WHAT YOU WILL DO. Format every line of the listing below as a JSON list of strings, one string per line, skipping blank lines. Leave the picture out of your answer.

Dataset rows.
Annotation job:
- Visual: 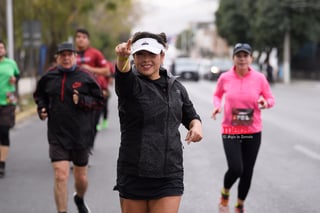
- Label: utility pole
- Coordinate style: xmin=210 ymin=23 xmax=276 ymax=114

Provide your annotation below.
xmin=7 ymin=0 xmax=14 ymax=59
xmin=283 ymin=30 xmax=291 ymax=84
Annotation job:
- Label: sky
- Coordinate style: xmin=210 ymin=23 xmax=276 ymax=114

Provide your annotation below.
xmin=133 ymin=0 xmax=218 ymax=36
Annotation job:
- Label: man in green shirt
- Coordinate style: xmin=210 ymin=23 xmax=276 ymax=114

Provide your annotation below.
xmin=0 ymin=40 xmax=20 ymax=178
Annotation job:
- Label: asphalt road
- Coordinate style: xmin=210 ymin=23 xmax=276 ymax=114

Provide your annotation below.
xmin=0 ymin=81 xmax=320 ymax=213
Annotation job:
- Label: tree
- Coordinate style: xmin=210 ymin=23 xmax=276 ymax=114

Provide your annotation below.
xmin=0 ymin=0 xmax=139 ymax=71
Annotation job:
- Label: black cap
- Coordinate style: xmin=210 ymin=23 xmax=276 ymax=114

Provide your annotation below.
xmin=57 ymin=42 xmax=76 ymax=54
xmin=233 ymin=43 xmax=252 ymax=55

FULL ANSWER.
[
  "Annotation job:",
  "- Visual: ",
  "- Label: utility pole",
  "- Coordinate style: xmin=210 ymin=23 xmax=276 ymax=114",
  "Provide your annotation below.",
  "xmin=7 ymin=0 xmax=14 ymax=59",
  "xmin=283 ymin=30 xmax=291 ymax=84",
  "Annotation job:",
  "- Label: sky",
  "- Coordinate style: xmin=210 ymin=23 xmax=276 ymax=114",
  "Provide your annotation below.",
  "xmin=133 ymin=0 xmax=218 ymax=36",
  "Annotation job:",
  "- Label: man in green shirt",
  "- Coordinate style: xmin=210 ymin=23 xmax=276 ymax=114",
  "Provide your annotation below.",
  "xmin=0 ymin=40 xmax=20 ymax=178",
  "Annotation job:",
  "- Label: asphalt road",
  "- Coordinate style: xmin=210 ymin=23 xmax=276 ymax=114",
  "Provide your annotation below.",
  "xmin=0 ymin=81 xmax=320 ymax=213",
  "Annotation job:",
  "- Label: tree",
  "- Coordinate style: xmin=210 ymin=23 xmax=276 ymax=114",
  "Provide your annotation below.",
  "xmin=0 ymin=0 xmax=139 ymax=71",
  "Annotation job:",
  "- Label: black cap",
  "- Coordinate style: xmin=210 ymin=23 xmax=276 ymax=114",
  "Provide your annotation below.",
  "xmin=57 ymin=42 xmax=76 ymax=54",
  "xmin=233 ymin=43 xmax=252 ymax=55"
]